Material shown |
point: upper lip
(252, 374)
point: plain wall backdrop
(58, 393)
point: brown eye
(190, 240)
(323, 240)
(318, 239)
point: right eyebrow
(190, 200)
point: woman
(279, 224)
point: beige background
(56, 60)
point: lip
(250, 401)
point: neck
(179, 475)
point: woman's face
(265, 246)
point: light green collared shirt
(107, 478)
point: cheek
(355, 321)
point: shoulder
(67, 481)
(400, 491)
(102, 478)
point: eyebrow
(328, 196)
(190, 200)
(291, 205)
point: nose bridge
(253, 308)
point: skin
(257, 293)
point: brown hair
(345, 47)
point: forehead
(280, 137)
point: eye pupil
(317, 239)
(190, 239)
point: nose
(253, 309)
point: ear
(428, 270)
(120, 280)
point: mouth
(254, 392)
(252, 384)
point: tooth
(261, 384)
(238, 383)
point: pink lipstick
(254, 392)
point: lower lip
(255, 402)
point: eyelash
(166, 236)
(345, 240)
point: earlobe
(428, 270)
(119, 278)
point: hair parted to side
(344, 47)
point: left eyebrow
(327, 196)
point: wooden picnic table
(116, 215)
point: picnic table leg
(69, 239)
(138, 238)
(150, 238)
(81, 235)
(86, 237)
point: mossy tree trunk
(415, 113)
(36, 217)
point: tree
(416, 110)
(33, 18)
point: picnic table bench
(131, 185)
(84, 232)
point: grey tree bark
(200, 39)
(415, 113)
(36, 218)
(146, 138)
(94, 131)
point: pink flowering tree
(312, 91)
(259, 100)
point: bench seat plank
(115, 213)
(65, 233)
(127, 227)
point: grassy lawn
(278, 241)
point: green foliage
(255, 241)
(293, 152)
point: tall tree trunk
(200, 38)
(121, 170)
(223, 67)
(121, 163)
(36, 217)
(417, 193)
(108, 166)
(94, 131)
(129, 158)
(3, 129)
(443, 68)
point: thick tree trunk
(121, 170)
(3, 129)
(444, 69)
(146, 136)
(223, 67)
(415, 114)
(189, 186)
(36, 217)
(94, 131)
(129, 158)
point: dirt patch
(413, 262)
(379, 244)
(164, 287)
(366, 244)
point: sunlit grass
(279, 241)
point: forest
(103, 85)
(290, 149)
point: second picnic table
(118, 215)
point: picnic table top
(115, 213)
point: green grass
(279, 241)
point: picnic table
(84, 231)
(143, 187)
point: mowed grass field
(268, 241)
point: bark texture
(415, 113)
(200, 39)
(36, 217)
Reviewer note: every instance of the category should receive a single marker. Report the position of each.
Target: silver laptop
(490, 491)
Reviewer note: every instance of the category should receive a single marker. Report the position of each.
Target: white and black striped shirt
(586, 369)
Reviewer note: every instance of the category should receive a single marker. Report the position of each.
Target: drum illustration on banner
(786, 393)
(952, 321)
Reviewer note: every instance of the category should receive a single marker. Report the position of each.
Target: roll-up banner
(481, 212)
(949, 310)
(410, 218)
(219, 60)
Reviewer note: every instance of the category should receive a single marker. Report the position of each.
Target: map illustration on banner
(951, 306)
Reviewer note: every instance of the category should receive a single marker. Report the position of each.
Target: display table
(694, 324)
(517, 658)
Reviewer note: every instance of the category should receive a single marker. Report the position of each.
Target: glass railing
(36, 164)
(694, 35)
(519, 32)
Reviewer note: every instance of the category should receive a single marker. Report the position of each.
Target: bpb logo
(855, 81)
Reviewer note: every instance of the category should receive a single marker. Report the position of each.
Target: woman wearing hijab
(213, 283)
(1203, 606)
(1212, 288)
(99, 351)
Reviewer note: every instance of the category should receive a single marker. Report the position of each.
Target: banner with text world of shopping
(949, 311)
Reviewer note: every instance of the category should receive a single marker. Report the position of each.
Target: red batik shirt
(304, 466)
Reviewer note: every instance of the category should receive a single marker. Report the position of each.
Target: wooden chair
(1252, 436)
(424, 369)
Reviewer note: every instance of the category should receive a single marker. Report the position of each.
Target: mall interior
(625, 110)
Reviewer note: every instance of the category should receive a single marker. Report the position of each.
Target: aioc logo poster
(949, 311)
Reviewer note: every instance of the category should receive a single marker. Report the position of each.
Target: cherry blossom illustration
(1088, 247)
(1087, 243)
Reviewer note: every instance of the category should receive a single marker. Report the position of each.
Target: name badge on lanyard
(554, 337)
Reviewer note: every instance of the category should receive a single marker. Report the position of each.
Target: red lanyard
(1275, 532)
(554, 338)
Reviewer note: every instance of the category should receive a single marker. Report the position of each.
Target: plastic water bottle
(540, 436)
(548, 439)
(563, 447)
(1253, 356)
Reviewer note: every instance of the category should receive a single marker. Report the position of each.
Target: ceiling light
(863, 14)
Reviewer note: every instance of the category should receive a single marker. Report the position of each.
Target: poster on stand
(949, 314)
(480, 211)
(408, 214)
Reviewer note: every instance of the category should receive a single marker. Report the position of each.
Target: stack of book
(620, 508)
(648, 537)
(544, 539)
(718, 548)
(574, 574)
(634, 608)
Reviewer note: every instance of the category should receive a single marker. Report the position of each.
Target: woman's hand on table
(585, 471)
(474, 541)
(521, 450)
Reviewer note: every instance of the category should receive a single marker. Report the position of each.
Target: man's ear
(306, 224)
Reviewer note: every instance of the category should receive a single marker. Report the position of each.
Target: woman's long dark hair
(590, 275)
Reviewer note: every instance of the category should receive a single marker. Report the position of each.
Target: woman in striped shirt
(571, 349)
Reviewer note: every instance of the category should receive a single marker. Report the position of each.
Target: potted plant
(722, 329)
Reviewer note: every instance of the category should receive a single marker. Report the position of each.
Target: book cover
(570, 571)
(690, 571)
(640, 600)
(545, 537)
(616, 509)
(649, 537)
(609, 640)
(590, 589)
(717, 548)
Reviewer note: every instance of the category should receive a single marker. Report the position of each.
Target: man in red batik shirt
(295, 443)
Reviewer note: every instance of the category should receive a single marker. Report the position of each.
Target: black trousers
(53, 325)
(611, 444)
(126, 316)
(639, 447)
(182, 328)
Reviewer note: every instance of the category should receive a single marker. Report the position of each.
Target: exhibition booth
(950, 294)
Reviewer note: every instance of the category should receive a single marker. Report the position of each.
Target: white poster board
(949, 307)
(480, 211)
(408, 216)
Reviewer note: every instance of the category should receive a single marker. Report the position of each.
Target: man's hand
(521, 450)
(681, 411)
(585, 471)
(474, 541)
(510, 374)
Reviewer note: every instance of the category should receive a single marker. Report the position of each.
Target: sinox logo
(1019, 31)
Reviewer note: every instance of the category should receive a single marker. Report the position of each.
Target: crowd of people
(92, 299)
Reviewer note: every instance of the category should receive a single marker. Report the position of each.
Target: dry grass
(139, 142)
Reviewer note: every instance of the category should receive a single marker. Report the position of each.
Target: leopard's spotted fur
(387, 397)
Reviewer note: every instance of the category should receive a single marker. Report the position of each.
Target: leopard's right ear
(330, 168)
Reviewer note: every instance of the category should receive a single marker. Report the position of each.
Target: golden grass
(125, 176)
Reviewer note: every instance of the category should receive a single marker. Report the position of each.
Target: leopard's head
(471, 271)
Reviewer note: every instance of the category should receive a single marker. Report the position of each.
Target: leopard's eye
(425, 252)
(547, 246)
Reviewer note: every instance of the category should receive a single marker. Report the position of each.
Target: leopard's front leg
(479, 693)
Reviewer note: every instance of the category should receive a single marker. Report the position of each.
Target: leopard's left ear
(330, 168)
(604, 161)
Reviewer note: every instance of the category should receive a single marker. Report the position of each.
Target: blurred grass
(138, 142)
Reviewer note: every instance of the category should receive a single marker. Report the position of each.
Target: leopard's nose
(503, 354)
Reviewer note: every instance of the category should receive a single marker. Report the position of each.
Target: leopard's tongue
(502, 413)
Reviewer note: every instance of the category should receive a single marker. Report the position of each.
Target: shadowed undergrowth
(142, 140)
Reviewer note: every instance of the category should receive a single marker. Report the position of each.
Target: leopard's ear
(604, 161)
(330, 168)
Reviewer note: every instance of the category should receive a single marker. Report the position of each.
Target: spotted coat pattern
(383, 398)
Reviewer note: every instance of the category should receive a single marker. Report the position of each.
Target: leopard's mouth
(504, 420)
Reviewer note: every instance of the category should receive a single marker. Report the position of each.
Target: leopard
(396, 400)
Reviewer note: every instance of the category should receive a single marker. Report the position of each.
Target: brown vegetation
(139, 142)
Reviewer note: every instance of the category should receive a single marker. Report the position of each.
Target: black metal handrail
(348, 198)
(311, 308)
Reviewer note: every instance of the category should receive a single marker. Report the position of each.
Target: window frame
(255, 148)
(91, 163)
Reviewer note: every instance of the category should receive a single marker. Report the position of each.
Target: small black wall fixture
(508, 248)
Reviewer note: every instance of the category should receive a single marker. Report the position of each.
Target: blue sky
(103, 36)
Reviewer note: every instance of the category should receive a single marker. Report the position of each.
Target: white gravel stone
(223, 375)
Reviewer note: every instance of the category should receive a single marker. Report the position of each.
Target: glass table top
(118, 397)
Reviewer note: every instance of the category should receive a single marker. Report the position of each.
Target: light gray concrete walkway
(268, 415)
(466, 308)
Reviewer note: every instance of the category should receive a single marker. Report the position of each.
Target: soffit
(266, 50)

Your task |
Pull out every line in the items above that contains the string "batik", matching case exactly, and copy each one.

Correct response |
Target: red batik shirt
Target: man in red batik shirt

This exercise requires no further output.